_Your goal_
For each statement, say yes or no to whether it agrees with the Knife+Heart text below, and quote the words of the text that decide it.
1. Anthony Gonzalez worked on the film's score.
2. Anne abandons her film once the murders begin.
3. The killer's identity stays hidden at the end.

_Text segment_
Then the murders start: one of Anne’s actors is found dead, and soon others across the city are attacked by a leather-masked figure. Police interviews, clues, and a black feather pull Anne toward a decades-old rural tragedy involving a barn fire, a disfigured survivor, and a love that was punished instead of protected. Rather than retreat, Anne pours the chaos into her film—re-staging interrogations, sprinkling in pulp, and pushing her cast to the edge. On premiere night, art and reality collide in the dark. Loïs pays the ultimate price, the killer is unmasked, and Anne is left with a community that refuses to be terrorized—and a film that now aches with absence.
Knife+Heart Cast
Charactor
Anne’s ex and editor: exacting, private, the quiet center Anne keeps orbiting. Loïs’s boundaries force Anne—and the film—to confront what love costs.
Kate Moran
Kate Moran (Saint Laurent, You and the Night) gives Loïs a cool gravity that sharpens every scene with Paradis.
Producer, best friend, den mother of the troupe. He turns chaos into shoots and hurt into gallows humor.
Nicolas Maury
Nicolas Maury (Call My Agent!) brings generosity and comic snap, embodying the film’s chosen-family core.
Director
Yann Gonzalez
Gonzalez builds a queer giallo where camp and compassion co-exist. He treats the 70s porn micro-industry as a found family, not a punchline, and lets music, color, and memory do as much storytelling as dialogue. With brother Anthony Gonzalez (M83) on score, the film pulses like a club track haunted by a requiem.
BEST SCENES
📍 Opening club prologue: a cruising sequence veers from flirtation to terror, announcing the film’s neon-noir grammar in one breathless set-piece.
📍 Anne’s “documentary” restaging: she turns a police statement into cinema—brazen, tasteless, and heartbreakingly honest about her need to control the narrative.
📍 The rural digression: grainy flashbacks and whispered lore stitch the killer to an old barn fire, connecting the present to a punished first love.

_Data records_
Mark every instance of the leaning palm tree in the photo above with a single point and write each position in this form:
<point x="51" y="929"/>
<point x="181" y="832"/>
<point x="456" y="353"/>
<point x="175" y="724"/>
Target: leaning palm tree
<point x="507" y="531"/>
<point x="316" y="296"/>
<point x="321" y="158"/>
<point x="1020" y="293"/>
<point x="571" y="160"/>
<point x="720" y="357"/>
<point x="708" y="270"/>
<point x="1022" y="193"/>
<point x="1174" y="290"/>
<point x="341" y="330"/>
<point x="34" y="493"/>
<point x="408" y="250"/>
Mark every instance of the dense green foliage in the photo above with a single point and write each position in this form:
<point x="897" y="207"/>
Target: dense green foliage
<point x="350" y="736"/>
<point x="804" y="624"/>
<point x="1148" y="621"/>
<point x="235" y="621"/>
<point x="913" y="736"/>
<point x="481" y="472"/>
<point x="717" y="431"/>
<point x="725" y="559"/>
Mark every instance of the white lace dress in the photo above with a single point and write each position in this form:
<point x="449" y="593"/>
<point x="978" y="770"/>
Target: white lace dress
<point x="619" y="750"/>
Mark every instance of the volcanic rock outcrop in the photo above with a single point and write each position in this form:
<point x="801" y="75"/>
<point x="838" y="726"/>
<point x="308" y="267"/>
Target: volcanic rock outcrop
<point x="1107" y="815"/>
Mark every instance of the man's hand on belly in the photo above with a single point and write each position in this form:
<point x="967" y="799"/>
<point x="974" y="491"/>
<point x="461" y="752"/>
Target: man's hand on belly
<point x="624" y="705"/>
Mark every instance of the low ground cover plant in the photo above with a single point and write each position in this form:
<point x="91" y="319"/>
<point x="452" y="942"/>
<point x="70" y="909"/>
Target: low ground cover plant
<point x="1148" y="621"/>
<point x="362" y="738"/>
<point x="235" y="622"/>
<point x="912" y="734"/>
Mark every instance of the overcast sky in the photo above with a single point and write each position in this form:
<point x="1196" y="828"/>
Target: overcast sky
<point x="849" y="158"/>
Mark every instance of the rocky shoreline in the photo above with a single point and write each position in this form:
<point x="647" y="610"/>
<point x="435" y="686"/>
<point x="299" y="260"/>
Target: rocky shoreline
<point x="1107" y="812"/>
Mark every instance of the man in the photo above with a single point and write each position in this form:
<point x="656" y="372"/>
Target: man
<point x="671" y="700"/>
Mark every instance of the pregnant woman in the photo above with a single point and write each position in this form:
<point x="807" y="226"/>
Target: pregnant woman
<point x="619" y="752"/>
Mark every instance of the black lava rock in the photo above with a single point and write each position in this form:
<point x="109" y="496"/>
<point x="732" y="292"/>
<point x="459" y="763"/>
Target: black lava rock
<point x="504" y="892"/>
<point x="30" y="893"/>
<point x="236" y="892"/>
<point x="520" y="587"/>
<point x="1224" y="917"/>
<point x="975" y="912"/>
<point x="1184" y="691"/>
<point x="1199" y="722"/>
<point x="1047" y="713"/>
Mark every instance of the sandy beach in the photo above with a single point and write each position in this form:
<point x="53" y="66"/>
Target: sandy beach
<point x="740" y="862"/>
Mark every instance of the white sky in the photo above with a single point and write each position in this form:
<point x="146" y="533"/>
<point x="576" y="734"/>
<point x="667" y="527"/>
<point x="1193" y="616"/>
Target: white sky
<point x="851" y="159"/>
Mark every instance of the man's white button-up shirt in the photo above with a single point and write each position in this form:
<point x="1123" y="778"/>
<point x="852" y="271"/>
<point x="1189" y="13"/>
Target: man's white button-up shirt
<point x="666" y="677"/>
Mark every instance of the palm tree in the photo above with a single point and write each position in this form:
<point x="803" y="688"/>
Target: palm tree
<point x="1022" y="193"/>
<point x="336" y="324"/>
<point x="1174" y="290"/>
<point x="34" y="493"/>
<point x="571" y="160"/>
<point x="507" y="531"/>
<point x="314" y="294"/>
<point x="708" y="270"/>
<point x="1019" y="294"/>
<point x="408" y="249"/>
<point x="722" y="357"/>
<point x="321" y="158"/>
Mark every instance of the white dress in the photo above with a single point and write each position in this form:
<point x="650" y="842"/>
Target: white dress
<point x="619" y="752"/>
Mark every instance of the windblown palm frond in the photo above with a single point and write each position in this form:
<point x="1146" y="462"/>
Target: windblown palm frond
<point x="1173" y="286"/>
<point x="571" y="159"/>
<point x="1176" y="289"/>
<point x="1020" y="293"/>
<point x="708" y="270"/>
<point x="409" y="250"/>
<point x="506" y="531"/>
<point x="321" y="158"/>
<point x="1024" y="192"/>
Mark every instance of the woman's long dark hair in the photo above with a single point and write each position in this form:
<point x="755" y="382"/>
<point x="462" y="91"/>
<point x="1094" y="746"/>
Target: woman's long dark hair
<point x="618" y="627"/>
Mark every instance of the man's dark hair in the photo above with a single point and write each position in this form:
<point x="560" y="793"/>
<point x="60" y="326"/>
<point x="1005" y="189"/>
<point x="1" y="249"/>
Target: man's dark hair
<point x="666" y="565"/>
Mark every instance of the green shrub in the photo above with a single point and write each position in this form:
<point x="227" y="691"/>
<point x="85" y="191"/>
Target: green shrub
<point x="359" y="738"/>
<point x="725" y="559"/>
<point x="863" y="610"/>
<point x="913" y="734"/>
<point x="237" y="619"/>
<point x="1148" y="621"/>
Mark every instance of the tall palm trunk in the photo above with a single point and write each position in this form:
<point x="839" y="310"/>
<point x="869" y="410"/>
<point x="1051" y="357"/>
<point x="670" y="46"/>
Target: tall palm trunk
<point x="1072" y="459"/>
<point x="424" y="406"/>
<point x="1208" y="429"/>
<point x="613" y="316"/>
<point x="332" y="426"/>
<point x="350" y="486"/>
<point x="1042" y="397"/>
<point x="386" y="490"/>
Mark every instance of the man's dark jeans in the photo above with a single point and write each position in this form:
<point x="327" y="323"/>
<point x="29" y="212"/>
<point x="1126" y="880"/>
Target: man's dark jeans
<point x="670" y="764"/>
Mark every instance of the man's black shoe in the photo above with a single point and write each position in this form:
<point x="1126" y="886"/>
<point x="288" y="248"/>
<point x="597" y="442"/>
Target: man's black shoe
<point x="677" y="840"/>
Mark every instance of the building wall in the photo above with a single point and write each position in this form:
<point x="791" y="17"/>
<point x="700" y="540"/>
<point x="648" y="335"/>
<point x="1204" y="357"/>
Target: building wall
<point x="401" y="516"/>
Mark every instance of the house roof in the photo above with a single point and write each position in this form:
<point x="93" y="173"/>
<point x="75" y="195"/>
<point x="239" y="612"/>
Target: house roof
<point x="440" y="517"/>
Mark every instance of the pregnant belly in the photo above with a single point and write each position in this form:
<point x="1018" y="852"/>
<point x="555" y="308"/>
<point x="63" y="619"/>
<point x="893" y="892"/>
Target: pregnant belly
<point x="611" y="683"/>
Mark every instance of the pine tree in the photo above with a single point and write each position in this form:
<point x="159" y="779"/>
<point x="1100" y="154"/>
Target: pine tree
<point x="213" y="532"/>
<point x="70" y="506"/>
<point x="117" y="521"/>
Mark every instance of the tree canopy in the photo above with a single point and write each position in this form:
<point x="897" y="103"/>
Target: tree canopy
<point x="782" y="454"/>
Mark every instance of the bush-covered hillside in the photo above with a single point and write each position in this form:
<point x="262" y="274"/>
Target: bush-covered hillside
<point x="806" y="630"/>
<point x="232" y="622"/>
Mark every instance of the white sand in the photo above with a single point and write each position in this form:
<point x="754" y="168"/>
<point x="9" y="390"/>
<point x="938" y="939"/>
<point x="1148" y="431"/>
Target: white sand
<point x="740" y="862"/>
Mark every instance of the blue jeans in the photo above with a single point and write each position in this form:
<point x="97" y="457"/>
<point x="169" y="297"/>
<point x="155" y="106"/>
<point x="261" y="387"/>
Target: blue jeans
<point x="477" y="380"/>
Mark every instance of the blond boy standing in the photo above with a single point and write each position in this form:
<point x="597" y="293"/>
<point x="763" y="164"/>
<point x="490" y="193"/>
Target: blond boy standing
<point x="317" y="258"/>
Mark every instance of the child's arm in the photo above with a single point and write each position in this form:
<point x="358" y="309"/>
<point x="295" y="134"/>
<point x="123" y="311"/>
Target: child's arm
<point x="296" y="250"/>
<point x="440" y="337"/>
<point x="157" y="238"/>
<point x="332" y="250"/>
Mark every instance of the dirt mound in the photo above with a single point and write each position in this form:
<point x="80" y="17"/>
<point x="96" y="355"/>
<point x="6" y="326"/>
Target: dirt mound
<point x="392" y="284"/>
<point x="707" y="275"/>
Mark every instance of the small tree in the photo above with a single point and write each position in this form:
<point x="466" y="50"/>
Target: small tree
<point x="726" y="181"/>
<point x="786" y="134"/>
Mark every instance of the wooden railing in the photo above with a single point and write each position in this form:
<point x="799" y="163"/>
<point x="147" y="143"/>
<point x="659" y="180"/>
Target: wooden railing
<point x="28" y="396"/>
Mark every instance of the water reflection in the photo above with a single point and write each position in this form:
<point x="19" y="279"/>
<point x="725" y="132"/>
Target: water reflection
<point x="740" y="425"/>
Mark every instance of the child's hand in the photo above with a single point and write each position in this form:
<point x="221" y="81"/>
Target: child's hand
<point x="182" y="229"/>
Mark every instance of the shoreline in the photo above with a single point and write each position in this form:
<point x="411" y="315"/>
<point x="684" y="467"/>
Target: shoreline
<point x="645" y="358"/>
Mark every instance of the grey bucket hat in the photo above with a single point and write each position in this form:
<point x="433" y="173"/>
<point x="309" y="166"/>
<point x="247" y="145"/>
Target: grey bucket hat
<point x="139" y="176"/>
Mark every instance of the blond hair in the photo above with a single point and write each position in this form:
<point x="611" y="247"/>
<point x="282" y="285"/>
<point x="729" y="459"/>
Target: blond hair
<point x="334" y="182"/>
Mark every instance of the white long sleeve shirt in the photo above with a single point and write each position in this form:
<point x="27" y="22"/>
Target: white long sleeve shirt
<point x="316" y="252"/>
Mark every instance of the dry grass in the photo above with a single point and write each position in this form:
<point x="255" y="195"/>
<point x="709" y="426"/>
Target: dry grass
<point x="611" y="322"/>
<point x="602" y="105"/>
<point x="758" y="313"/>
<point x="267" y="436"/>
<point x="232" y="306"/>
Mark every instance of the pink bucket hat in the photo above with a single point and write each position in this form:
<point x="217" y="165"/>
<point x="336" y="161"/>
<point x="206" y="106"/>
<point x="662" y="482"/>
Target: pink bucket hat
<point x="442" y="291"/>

_Answer section_
1. Yes: "With brother Anthony Gonzalez (M83) on score"
2. No: "Rather than retreat, Anne pours the chaos into her film"
3. No: "the killer is unmasked"